**Tasks for this exercise**
1 - In the letters to the editor, reproduce the text starting at "Justice Heerey, in" and ending at "poor judge's mind.".
2 - According to the letters to the editor, what remedy did Peter Garrett announce for the state of the waterways?

**Excerpted passage**
□ □ □ □

Prime Minister Kevin Rudd now has no choice but to act on Labor's pre-election promise and enforce the court injunction. The government has its Oceanic Viking ship in the area and should hand the whalers the injunction, instruct them to return to Japan and stop all whaling for all time and retrieve the hostages immediately.
Dean Jefferys
Mullumbimby, Qld
'Australia Day'
Australia Day — a day for flag raising and hollering our proud achievements and values to the world; when town crier impersonators roam the streets, celebrating the blessed day 220 years ago, when Captain Arthur Phillip unfurled the British flag claiming sovereignty and ownership of unoccupied land.
Not a great day though for the Aborigines who had occupied the continent for some 40,000 years, and is probably why you wont see too many surviving Aboriginal people in old England town crier outfits hooting and hollering come this January 26. Instead, they will be mourning the massacres; the theft of their land and children; the institutionalized poverty and loss of cultural traditions.
But hold on: in the true Aussie spirit of fair go and mateship, PM Kevin Rudd is preparing a hollow compensation-free apology to our Indigenous people for past wrongs! So Happy Australian Values Day as you raise with pride your flags with the British Union Jack in the corner and pledge your continued subservience to a British queen as our head of state.
As for me: Faced with another year of choosing between national pride or national shame about the past, I'll be off to join the Aboriginal and Torres Strait Islander people at Victoria Park, to celebrate their culture and continuous courageous survival — albeit with 17 years life expectancy difference to the rest of us.
Keith Mobbs
Lane Cove, NSW
Port Phillip Bay project
On the same day that Blue Wedges Coalition headed off to the Federal Court to challenge federal Labor environment minister Peter Garrett's decision to approve the Port Phillip Bay channel deepening project (which includes a 5 square kilometre underwater toxic dump), we were met with the announcement by Garrett that he is terribly concerned about the state of our waterways, and his remedy is to ban plastic bags.
Although we commend the idea of reducing plastic bag pollution, Garrett would have been better off taking a closer look at what the channel deepening project really entails.
When it was referred to the federal government in 2002 by the then Victorian Channels Authority, it described a project of one-tenth the scale that is now proposed, and without any mention of the millions of tonnes of toxic spoil that will be produced or where this will be put.
Justice Heerey, in his decision delivered on the January 15, dismissed the Blue Wedges application with particularly glib reasoning. He explained that the referral (of 2002) contemplated channel deepening, therefore the subsequent proposals, among other things, to dispose of toxic dredge spoil in the bay, was just part of the originally proposed action "because deepening channels necessarily involves disposal of the material removed".
Think about that. The fact that the disposal of toxic spoil in the bay was absolutely fundamental to the environmental impacts of the project, and the core of public opposition to it, never crossed the poor judge's mind.
It is notable that section 3.1 of Victoria's best practice environmental management guidelines for dredging, states "Where feasible, sediments from the urban lower reaches of the Yarra should be disposed to land". The only reason for not adhering to this provision was the cost of doing so.

□ □ □ □

Extracted records
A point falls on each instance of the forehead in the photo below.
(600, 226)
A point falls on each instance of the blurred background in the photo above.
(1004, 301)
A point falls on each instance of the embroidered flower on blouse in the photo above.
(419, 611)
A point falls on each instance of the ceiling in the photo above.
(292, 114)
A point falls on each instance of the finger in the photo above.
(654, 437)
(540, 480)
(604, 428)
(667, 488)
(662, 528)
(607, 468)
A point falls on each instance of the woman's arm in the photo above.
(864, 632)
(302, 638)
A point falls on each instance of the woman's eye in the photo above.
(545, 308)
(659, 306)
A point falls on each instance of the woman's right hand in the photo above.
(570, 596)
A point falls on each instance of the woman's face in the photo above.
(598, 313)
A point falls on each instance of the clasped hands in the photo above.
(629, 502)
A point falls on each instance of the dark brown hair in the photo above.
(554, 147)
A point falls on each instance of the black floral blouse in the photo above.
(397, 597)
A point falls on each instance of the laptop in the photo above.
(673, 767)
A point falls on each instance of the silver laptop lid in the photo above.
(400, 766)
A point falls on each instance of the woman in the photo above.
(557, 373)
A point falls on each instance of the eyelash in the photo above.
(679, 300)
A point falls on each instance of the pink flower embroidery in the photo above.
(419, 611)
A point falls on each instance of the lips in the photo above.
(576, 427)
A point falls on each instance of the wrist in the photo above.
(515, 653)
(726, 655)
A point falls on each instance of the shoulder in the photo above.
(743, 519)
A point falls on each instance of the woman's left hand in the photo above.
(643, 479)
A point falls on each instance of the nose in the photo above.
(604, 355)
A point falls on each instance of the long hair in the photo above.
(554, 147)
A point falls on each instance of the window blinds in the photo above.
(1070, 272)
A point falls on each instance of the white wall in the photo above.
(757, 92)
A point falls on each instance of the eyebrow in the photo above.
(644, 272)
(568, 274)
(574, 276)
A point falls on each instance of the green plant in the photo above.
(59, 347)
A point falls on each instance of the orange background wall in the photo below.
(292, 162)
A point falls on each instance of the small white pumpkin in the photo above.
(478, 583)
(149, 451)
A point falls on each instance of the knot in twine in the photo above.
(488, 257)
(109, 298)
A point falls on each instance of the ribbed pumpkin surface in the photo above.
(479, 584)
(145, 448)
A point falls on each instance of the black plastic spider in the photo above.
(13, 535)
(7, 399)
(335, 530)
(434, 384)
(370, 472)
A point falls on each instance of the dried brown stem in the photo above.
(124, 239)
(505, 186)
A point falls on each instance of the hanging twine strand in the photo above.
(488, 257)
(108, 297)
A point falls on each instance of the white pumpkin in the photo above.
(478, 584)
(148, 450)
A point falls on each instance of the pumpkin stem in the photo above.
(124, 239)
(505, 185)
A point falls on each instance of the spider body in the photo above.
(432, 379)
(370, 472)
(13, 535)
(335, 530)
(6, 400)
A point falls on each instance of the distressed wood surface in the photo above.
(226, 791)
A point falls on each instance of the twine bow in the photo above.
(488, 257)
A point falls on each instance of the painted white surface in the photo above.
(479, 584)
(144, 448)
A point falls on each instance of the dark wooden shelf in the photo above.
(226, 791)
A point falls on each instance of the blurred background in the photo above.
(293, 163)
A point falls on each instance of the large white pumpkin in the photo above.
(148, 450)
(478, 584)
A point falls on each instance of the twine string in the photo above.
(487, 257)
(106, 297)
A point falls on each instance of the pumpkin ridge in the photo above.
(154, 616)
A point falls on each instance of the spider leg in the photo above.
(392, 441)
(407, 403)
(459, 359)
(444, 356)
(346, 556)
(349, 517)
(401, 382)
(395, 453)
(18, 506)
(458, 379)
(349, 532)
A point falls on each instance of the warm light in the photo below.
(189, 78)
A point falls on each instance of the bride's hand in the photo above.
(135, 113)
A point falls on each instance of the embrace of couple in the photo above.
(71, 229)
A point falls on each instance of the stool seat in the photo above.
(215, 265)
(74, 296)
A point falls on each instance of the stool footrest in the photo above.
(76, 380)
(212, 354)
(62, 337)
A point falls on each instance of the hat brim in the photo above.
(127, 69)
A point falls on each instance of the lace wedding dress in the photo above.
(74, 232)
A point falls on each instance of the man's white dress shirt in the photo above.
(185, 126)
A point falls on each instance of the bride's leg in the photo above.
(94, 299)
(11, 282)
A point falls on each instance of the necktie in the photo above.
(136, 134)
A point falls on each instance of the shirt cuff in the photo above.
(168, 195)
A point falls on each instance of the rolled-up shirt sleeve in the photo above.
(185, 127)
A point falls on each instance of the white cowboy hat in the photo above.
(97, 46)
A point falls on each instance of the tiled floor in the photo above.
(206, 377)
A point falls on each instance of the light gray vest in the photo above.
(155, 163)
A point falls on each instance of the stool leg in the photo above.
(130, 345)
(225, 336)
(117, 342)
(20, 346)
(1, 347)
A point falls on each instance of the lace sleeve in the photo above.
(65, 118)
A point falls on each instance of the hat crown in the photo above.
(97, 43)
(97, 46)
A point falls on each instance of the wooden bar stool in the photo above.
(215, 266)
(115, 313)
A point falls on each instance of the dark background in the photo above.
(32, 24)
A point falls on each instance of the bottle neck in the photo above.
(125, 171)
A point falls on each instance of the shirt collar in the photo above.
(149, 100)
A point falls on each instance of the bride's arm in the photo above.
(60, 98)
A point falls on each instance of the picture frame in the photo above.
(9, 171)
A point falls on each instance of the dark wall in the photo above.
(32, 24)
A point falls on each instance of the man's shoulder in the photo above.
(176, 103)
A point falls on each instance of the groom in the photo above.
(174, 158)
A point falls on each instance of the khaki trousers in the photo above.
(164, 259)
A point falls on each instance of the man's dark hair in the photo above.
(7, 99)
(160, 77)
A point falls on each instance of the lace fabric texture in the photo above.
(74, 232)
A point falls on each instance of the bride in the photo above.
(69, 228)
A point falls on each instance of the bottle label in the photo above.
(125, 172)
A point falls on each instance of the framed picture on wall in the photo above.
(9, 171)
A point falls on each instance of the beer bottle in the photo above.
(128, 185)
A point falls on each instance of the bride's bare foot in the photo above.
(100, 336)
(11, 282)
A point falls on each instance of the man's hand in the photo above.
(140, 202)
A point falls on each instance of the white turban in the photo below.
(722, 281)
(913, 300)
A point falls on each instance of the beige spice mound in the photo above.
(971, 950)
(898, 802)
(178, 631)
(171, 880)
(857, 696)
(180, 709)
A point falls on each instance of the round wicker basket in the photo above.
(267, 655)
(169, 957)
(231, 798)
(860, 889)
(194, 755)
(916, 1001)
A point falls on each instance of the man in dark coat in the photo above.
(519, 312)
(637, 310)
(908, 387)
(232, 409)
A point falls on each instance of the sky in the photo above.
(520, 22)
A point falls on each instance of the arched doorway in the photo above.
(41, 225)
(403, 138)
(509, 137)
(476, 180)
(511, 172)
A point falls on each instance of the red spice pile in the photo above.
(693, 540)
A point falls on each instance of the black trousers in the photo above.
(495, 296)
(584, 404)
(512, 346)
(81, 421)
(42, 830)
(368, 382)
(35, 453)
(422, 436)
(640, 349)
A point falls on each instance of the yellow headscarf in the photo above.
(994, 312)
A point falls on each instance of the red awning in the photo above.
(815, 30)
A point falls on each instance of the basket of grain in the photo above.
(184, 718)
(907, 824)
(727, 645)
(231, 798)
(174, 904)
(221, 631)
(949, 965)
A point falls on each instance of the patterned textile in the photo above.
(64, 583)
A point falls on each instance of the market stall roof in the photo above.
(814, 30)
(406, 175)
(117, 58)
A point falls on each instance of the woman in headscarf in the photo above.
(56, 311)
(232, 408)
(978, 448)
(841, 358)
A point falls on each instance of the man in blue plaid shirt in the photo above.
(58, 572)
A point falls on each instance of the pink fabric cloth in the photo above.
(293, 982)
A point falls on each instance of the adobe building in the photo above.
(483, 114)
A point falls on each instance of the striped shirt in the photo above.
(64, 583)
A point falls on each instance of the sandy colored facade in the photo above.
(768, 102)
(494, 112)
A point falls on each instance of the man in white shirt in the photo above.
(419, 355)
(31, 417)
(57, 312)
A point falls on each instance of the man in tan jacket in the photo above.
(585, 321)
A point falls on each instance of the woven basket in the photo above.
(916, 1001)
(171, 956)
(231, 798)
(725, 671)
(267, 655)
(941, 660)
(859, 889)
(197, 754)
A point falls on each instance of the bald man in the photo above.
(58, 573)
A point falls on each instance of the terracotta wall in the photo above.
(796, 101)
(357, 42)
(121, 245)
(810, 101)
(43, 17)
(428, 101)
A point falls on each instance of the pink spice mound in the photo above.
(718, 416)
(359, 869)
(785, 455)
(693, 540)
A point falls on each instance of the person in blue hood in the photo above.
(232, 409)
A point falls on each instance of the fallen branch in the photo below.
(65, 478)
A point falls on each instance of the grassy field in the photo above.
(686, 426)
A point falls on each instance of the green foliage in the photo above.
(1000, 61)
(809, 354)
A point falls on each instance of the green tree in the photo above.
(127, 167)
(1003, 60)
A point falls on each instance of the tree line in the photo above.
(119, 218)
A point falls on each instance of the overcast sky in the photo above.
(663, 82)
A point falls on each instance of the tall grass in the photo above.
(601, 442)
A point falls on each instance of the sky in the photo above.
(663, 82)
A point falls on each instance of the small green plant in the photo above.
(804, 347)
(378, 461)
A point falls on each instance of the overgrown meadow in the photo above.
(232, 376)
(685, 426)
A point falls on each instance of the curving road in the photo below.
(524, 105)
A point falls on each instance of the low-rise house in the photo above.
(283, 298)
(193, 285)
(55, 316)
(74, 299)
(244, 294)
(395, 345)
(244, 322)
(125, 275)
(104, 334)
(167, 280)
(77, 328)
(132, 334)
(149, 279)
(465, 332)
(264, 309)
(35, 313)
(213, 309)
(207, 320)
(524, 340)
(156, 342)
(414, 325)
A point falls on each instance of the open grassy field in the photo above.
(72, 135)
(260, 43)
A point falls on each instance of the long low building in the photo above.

□ □ □ □

**Answers to each task**
1 -
Justice Heerey, in his decision delivered on the January 15, dismissed the Blue Wedges application with particularly glib reasoning. He explained that the referral (of 2002) contemplated channel deepening, therefore the subsequent proposals, among other things, to dispose of toxic dredge spoil in the bay, was just part of the originally proposed action "because deepening channels necessarily involves disposal of the material removed".
Think about that. The fact that the disposal of toxic spoil in the bay was absolutely fundamental to the environmental impacts of the project, and the core of public opposition to it, never crossed the poor judge's mind.

2 - Banning plastic bags.